> [CONSIGNA DEL EJERCICIO]: Prosigue el texto sobre la escasez y el mercado de la leche de fórmula a partir de su última oración.

> [TEXTO SELECCIONADO]:
---*---
En un mundo globalizado como el actual, cada vez es más común que fenómenos que se presentan a miles de kilómetros de distancia se repliquen en otros territorios. Y esto no solo se refiere a las enfermedades, como la covid-19, sino a patrones de consumo. Vale la pena recordar lo que pasó con el papel higiénico.
Por este motivo, están prendidas las alarmas para que en el país no se dé un problema de escasez de leche maternizada como el que está viviendo Estados Unidos desde febrero pasado, cuando Abbott cerró su mayor planta de producción en Sturgis, Michigan por una investigación sobre la presencia de una bacteria en unas de sus fórmulas, que luego fueron retiradas del mercado.
Ese cierre tuvo un efecto dominó en un país, en donde hay pocas importaciones de ese producto. Se estima que traen del exterior no más del 2 por ciento del total consumido, en un segmento que mueve al año 2.100 millones de dólares –según informó la BBC–. Esos factores, más las dificultades logísticas por la pandemia, tienen a los estadounidenses enfrentando una grave escasez de leches de fórmula, que en algunos estados como California y Arizona supera el 90 por ciento.
En el caso de Colombia, cifras de Euromonitor indican que el mercado de leches para bebé ha venido decreciendo junto con la tasa de fecundidad, que pasó de 1,9 hijos por mujer en 2018 a 1,8 hoy. La firma estima que en 2016 se vendían 432.000 millones de pesos del producto y el año pasado fueron 352.400 millones. Las marcas más comercializadas son, en su orden, Enfamil, fabricada por el británico Reckitt Benckiser Group; Nan, de Nestlé, y Similac, de Abbott.
No obstante, lo que sí se está viendo es un incremento en sus precios. Se consiguen desde 45.000 pesos en la presentación de 400 gramos, y cuanto más especializada es más costosa. Por ejemplo, la usada para bebés intolerantes a la lactosa o con alergias puede valer más de 100.000 pesos por los mismos 400 gramos.
---*---
> [MATERIAL EXTRAÍDO]:

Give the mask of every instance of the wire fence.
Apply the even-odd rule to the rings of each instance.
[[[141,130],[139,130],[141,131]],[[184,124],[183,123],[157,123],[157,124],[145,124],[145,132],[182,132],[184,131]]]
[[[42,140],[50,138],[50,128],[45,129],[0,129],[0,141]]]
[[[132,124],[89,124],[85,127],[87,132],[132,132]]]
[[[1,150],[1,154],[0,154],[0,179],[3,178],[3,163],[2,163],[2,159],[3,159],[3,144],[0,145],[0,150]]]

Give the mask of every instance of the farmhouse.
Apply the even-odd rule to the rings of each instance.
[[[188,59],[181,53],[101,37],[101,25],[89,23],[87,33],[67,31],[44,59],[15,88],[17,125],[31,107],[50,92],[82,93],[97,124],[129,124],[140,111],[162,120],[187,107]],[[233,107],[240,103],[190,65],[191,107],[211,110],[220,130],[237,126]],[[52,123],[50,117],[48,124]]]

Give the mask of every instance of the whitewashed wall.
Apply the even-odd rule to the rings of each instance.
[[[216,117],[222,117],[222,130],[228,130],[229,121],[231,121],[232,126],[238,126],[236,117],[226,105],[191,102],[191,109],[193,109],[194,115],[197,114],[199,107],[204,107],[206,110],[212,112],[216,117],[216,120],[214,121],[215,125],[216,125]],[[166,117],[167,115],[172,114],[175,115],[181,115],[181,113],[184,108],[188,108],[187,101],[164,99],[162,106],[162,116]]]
---*---
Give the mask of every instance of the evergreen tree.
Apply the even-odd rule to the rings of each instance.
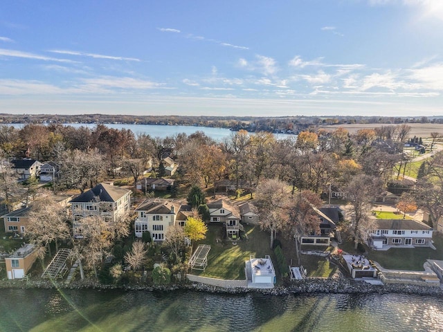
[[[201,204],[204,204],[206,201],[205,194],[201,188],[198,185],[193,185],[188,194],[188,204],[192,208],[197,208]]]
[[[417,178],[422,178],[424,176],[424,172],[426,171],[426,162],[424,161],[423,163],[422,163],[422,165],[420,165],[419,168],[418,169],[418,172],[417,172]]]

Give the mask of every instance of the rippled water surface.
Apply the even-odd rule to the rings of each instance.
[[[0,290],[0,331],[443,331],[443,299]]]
---*---
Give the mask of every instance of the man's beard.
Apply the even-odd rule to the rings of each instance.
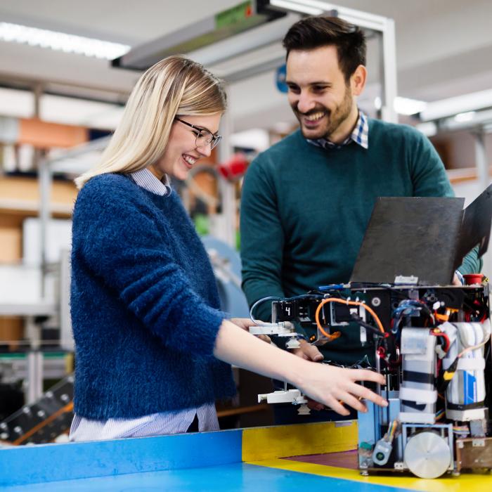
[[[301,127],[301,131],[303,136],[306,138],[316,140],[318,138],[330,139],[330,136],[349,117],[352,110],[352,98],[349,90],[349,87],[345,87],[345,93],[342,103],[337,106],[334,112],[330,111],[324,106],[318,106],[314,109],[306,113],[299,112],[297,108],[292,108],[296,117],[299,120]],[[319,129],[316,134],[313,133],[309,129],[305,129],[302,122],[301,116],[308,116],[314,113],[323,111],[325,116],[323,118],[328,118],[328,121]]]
---*---
> [RESPUESTA DEL EJERCICIO]:
La carestía de la leche de fórmula la sienten mamás como Cristina con la alimentación de su bebé de seis meses. Cuando nació, el tarro de 800 gramos le valía 70.000 pesos y hoy paga 100.000. Compra entre dos y tres tarros al mes, es decir, unos 300.000 pesos mensuales. Dice que tiene amigos con bebés con necesidades especiales, cuya alimentación llega a los 2 millones de pesos mensuales, y han tenido que recurrir a la tutela para garantizar el suministro.
Esto, sin contar los miles de padres a los que no les alcanza ni para la fórmula más barata y alimentan a sus bebés con teteros de avena, agua de panela o colada de plátano, lo que a su vez puede tener consecuencias negativas en la nutrición. Ello revela que el costo del producto aumenta la desigualdad.
En Estados Unidos, donde la escasez no parece tener una solución de corto plazo (Abbott volvió a cerrar su planta de Míchigan, ahora por inundaciones), ocurre lo mismo y las más afectadas son las familias negras de menores recursos.
A esta situación se suman las alarmas por otro producto esencial que empieza a registrar escasez en el país del Tío Sam: los tampones. No solo subieron de precio de la mano de la mayor inflación que experimenta esa nación en 40 años, sino también por los problemas de abastecimiento de insumos claves ante las dificultades globales de los contenedores. En el caso de Colombia, la ventaja es su fuerte industria local de productos de higiene femenina, lo que evitaría el déficit.